--- begin RECORD EXCERPTS ---

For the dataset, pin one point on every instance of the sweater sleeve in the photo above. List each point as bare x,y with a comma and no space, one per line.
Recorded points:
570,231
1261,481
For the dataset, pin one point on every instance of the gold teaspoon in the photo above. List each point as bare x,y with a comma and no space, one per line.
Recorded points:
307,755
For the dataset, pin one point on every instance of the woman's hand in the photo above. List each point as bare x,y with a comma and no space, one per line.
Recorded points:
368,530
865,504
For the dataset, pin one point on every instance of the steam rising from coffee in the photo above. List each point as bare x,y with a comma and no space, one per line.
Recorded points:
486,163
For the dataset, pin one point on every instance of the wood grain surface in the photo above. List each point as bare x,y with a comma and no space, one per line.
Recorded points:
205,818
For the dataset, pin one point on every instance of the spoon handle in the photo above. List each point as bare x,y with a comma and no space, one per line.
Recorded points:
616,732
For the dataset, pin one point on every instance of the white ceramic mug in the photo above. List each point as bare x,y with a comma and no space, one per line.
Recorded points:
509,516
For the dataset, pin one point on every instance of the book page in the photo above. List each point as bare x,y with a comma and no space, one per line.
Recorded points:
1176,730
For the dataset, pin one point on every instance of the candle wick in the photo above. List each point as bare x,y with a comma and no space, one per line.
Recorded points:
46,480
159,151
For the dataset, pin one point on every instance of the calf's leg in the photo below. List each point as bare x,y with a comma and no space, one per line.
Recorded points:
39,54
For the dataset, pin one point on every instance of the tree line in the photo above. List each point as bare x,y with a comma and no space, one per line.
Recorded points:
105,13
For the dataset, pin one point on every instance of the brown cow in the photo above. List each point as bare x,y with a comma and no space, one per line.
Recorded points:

--- end RECORD EXCERPTS ---

◆ TASK REQUIREMENTS: Copy all of the data above word for word, keeping every line in its original order.

◆ THE COMPLETED TASK:
For the dataset, pin one point on every instance of the sweater sleeve in the photo above. List each point as bare x,y with a comma and no space, one per line.
Recorded points:
570,231
1261,481
For the dataset, pin one point on every instance of the gold teaspoon in the photo above. List each point as bare x,y with a comma and no space, one per line.
Recorded points:
307,755
For the dataset, pin one point on every instance of the woman's hand in the photo above. List each point as bare x,y with a comma and no space, one per line.
Recorded points:
368,530
865,504
For the dataset, pin one point on every instance of the steam rising from coffee in the photo above. List each point as bare x,y with a comma and no space, one per line.
Recorded points:
486,163
For the dataset, pin one point on every instance of the wood grain surface in the photo above. List each point as bare x,y with a comma and no space, one per line.
Recorded points:
205,818
For the dataset, pin one point on every instance of the spoon handle in the photo above. List each point as bare x,y with a comma and no space, one per line.
Recorded points:
616,732
For the dataset, pin one point on every instance of the white ceramic mug in the photo above. List each point as bare x,y with a comma and no space, one per line.
Recorded points:
509,516
For the dataset, pin one point on every instance of the book page in the photo above. List each point as bare x,y with a comma and no space, one per line.
Recorded points:
1176,730
For the dataset, pin one point on every instance of the candle wick in the photo above. List each point as bare x,y with a comma and no space, one per line.
Recorded points:
46,480
159,151
For the dataset, pin one point on every instance of the calf's leg in the photo below. List each point as bare x,y with a comma and no space, one per line.
Recorded points:
39,54
For the dataset, pin one point on every instance of the tree line in the photo above. List each point as bare x,y with a comma and no space, one per line.
Recorded points:
105,13
For the dataset, pin one point on every instance of the brown cow in the photo above. List each point as bare x,y with a comma and no space, one per line.
Recorded points:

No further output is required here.